## Task requirements
Go through the data and copy each line where the string "below" appears.

## Provided information
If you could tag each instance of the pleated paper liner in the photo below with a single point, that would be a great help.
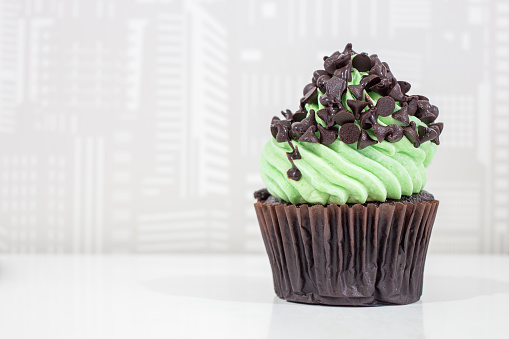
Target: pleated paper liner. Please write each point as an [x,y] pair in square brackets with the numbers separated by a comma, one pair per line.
[341,255]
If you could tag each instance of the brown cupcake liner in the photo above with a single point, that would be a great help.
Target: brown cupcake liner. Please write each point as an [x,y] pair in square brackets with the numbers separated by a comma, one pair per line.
[341,255]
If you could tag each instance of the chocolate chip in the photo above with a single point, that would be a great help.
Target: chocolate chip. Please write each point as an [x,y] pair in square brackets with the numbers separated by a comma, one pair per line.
[379,70]
[440,126]
[422,107]
[344,117]
[327,115]
[365,140]
[327,135]
[383,87]
[322,81]
[368,119]
[299,128]
[310,96]
[283,130]
[356,106]
[345,72]
[410,132]
[317,73]
[396,93]
[308,87]
[369,81]
[273,128]
[395,133]
[335,88]
[374,60]
[362,62]
[309,136]
[287,114]
[380,132]
[349,133]
[434,110]
[405,86]
[297,117]
[326,100]
[370,101]
[294,173]
[385,106]
[427,117]
[357,91]
[402,114]
[412,106]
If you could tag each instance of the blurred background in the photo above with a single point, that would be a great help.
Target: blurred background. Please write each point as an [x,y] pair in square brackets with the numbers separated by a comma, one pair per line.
[136,126]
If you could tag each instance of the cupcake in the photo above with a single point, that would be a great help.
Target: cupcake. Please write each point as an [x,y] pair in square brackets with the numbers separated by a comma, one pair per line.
[344,217]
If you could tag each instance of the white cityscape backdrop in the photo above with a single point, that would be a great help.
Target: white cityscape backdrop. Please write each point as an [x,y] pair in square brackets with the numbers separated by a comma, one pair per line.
[136,125]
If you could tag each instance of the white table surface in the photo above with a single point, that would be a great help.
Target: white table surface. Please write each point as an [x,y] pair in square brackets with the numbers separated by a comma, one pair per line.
[211,296]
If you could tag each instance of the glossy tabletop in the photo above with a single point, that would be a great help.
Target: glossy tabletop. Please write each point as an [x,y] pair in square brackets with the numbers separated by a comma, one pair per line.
[213,296]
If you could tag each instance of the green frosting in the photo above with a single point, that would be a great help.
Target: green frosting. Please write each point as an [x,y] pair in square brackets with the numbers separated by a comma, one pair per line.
[340,173]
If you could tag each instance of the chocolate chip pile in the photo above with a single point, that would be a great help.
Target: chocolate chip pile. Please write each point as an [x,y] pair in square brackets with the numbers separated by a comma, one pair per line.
[339,121]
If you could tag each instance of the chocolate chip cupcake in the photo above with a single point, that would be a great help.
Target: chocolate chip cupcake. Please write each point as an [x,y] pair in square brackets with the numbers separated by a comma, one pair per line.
[344,217]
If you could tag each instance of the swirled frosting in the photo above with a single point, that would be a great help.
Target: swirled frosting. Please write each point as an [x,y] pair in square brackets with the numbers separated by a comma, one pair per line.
[348,145]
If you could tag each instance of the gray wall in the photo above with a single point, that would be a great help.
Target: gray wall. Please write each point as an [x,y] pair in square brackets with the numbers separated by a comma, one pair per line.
[136,126]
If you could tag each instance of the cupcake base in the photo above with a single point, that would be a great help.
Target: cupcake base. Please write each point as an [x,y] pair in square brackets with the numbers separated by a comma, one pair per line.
[360,255]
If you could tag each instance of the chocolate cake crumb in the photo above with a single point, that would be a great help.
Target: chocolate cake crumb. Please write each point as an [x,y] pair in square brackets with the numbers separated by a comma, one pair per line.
[264,196]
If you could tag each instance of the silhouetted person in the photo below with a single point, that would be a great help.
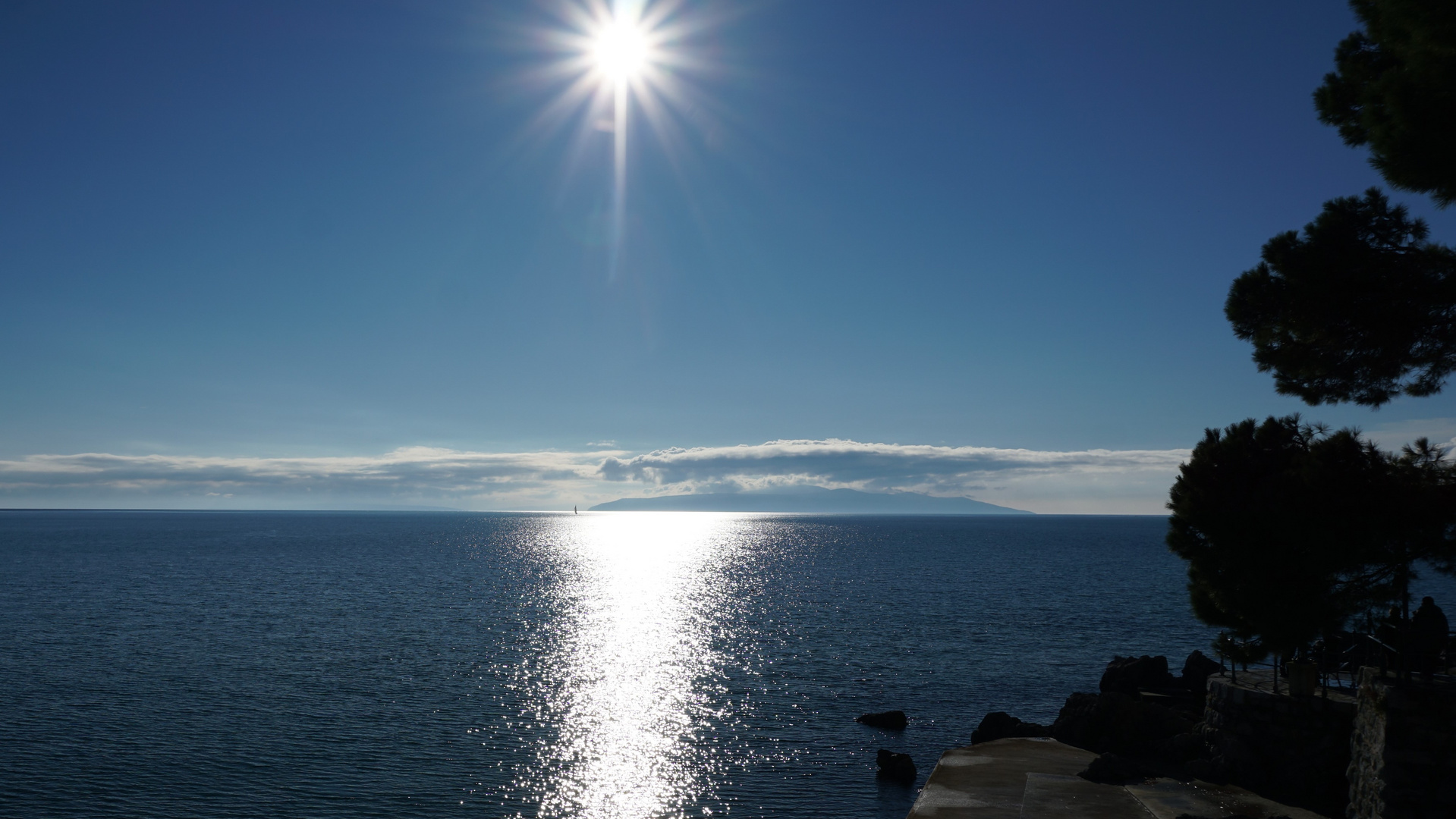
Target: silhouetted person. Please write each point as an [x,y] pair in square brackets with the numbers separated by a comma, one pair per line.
[1427,636]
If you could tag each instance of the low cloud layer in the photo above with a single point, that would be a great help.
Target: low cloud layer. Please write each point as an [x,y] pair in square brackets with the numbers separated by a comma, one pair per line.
[1094,480]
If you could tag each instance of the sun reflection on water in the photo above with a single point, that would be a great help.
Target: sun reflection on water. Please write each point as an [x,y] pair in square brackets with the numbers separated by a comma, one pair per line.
[629,664]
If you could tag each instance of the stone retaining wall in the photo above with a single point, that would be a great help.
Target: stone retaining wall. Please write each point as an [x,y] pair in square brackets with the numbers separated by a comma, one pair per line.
[1289,748]
[1402,749]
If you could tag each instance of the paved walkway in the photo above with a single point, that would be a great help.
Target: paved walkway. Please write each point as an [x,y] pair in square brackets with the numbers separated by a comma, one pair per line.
[1036,779]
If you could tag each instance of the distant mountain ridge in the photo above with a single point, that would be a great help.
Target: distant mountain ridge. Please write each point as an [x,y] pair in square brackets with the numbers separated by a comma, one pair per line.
[810,499]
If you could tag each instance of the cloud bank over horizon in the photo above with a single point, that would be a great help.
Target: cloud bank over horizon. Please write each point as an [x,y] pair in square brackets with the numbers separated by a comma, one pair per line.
[1088,482]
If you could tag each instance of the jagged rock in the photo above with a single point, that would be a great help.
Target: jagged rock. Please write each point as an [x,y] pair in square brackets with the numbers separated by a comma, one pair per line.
[895,765]
[1131,674]
[1197,670]
[999,725]
[1181,748]
[1117,722]
[1113,770]
[888,720]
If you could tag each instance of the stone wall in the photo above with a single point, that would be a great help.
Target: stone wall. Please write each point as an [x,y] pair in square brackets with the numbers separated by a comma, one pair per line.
[1294,749]
[1402,749]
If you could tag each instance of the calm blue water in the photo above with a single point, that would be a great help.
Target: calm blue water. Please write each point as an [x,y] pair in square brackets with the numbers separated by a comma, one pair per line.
[611,665]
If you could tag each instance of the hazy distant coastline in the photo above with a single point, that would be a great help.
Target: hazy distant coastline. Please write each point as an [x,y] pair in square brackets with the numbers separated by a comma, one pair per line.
[810,499]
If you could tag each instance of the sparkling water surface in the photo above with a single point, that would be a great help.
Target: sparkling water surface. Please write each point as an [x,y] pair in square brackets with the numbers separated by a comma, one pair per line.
[606,665]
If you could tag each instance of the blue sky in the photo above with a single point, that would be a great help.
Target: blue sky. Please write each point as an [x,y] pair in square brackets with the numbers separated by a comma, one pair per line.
[247,233]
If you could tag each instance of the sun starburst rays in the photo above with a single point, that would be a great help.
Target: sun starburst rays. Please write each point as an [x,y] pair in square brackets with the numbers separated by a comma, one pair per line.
[615,64]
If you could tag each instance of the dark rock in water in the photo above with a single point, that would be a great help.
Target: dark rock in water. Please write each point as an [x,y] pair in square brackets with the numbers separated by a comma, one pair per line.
[1113,770]
[888,720]
[895,767]
[999,725]
[1197,670]
[1206,770]
[1131,674]
[1118,723]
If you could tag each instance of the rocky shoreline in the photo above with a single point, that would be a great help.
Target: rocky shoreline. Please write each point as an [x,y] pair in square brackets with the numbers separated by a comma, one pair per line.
[1143,722]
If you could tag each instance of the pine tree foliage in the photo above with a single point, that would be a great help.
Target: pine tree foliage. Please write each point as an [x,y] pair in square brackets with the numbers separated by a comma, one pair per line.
[1359,309]
[1394,89]
[1289,530]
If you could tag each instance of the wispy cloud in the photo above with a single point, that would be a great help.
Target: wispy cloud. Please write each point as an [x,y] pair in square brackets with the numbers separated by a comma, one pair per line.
[1036,479]
[1094,480]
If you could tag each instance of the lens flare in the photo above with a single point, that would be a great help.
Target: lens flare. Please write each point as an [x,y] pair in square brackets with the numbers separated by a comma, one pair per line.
[621,52]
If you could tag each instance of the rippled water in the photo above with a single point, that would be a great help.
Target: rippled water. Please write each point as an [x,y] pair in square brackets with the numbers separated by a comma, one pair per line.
[609,665]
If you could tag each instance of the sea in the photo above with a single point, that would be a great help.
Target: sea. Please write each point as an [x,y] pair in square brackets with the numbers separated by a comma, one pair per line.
[618,665]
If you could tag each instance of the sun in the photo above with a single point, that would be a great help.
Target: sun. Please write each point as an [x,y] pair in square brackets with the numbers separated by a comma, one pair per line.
[621,50]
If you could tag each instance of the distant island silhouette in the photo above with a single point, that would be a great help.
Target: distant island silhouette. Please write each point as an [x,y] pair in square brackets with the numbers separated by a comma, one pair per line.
[810,499]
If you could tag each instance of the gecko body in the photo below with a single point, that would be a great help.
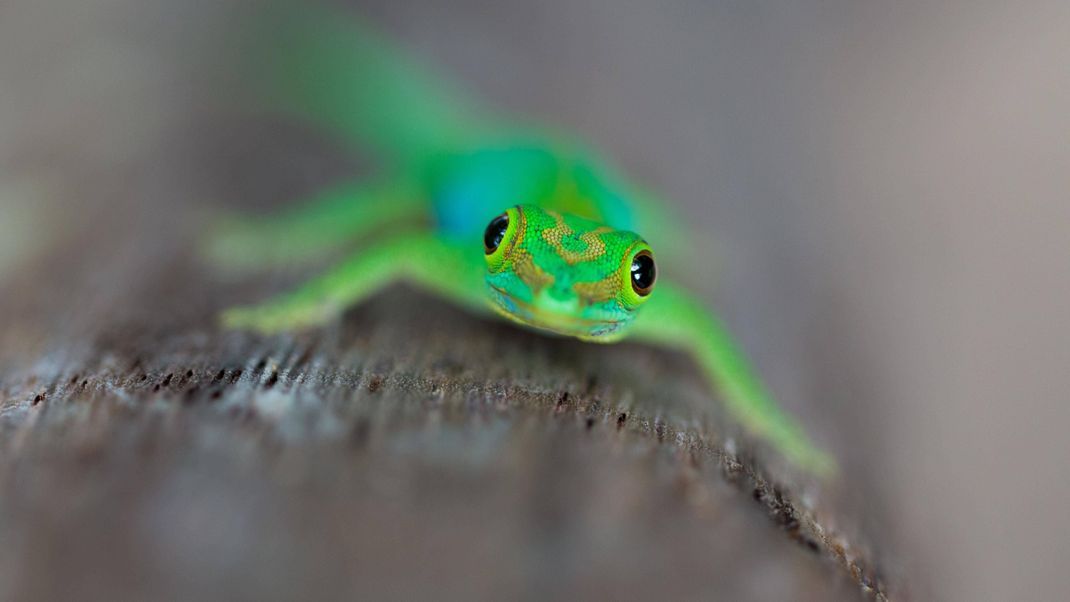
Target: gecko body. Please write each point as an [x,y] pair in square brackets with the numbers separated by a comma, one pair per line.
[482,213]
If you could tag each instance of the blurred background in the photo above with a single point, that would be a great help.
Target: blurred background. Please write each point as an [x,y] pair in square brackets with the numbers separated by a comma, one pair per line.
[887,184]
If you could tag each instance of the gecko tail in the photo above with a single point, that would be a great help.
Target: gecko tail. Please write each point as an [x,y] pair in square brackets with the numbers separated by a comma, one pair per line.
[329,67]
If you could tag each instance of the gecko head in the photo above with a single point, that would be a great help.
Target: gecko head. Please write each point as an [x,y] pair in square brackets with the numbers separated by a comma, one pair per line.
[565,274]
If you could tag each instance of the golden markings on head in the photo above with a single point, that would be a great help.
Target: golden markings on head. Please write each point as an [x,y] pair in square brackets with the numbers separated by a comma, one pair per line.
[597,292]
[595,246]
[534,276]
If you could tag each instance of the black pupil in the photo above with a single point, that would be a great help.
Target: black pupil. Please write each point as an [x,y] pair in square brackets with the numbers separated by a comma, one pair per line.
[495,231]
[643,272]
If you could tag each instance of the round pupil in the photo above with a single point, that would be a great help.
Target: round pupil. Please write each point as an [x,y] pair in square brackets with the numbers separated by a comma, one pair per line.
[495,231]
[643,273]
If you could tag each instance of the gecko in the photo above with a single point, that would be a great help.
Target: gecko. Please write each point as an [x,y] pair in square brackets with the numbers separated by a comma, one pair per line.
[493,216]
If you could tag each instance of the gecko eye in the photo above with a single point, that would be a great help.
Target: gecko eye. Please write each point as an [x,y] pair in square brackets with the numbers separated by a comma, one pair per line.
[643,273]
[494,233]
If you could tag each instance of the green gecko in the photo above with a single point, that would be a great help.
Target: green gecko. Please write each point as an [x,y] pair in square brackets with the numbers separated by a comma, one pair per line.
[482,213]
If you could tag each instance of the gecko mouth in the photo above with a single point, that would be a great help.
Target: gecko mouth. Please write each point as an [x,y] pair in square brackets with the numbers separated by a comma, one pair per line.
[562,323]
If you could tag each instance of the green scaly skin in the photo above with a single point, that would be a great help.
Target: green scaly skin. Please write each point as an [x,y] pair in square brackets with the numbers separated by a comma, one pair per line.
[561,259]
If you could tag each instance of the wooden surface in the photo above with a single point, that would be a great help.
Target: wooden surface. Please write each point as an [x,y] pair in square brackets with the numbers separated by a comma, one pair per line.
[406,451]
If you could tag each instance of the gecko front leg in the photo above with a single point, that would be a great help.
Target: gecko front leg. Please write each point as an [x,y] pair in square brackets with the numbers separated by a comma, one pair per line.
[436,264]
[673,318]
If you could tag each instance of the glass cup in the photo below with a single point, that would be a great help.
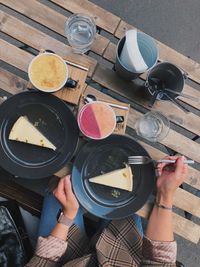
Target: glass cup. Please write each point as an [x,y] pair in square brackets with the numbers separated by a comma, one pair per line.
[153,126]
[80,31]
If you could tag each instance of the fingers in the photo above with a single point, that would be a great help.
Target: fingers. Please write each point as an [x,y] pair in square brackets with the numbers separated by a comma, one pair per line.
[67,185]
[60,188]
[180,166]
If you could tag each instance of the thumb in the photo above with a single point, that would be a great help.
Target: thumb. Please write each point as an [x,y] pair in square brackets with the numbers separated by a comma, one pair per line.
[67,185]
[179,165]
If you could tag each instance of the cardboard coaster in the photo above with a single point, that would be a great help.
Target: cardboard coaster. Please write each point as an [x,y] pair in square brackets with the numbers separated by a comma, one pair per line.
[72,95]
[120,127]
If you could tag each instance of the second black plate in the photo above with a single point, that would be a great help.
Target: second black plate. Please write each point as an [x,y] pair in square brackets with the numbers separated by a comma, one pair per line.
[53,118]
[98,157]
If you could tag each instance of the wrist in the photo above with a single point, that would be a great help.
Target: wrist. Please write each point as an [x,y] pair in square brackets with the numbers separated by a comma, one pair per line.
[164,199]
[70,215]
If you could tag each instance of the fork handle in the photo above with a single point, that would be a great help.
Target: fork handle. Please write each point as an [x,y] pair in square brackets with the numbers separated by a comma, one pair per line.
[189,161]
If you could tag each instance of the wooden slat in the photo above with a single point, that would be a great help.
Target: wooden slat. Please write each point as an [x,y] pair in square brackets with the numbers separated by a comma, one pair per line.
[193,178]
[182,199]
[174,140]
[109,79]
[168,54]
[14,56]
[29,200]
[38,40]
[182,226]
[51,19]
[102,17]
[11,83]
[1,100]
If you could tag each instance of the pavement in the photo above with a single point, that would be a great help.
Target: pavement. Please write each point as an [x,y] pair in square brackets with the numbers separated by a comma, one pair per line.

## Your solution
If you could tag each instance of the pleated paper liner in the photo below with a single point, that would be a great help.
If you could tag each instance of the silhouetted person in the photo below with a single point, that would be a great help.
If you could tag each instance of the gecko body in the photo below with a single point, that would be a great help.
If you could tag each instance of the glass cup in the photo below with a single point, that would be a great help.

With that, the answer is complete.